== GEZEIGTER TEXTAUSZUG ==
• • •

Im Jahr 1856 wurde ein Plan verwirklicht, der zwar gut gemeint war, aber leider das Gegenteil erreichte: Durch das neue Wasserwerk am Stralauer Tor wurden die Rinnsteine von nun an durchgespült. Gleichzeitig erleichterte das Wasserwerk die Entnahme von Frischwasser, was den Verbrauch enorm steigerte. Dadurch stiegen aber auch die Abwassermengen, die Rinnsteine konnten sie nicht mehr fassen, so dass sie sich teilweise über die Straßen verteilten.

1860 erhielt Baurat Friedrich Wiebe vom Minister von der Heydt den Auftrag, einen Plan für die Entwässerung der Stadt zu entwickeln. Wiebe entwickelte eine Planung, die jedoch von der Stadtverordnetenversammlung abgelehnt wurde: Beidseitig der Spree sollte je ein breiter Kanal gebaut werden, von denen weitere Verzweigungen abgingen, in die das Abwasser fließen sollte. Alles sollte dann gesammelt wieder in die Spree geführt werden.

• • •

== DATENABSCHNITT ==

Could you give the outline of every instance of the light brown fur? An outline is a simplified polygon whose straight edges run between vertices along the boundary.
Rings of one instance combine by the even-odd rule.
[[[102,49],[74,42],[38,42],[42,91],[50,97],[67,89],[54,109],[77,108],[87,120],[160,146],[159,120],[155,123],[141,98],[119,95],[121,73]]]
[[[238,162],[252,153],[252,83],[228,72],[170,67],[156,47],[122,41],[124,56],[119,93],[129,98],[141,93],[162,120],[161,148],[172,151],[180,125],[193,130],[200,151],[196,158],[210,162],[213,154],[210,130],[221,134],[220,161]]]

• • •

== AUFGABENBESCHREIBUNG ==
Greif den oben gezeigten Textauszug über die Entwässerung der Stadt nach seinem letzten Satz wieder auf und setze ihn fort.

== LÖSUNG DER AUFGABE ==
Stattdessen wurde 1867 eine Arbeitsgruppe gebildet, geleitet vom Mediziner Rudolf Virchow, die alle bisherigen Untersuchungen zusammenfassen und einen Lösungsvorschlag vorlegen sollte. Baurat James Hobrecht, der ebenfalls der Gruppe angehörte, entwickelte 1871 einen Plan, der zwei Jahre später vom Magistrat beschlossen wurde und der sofort verwirklicht werden sollte.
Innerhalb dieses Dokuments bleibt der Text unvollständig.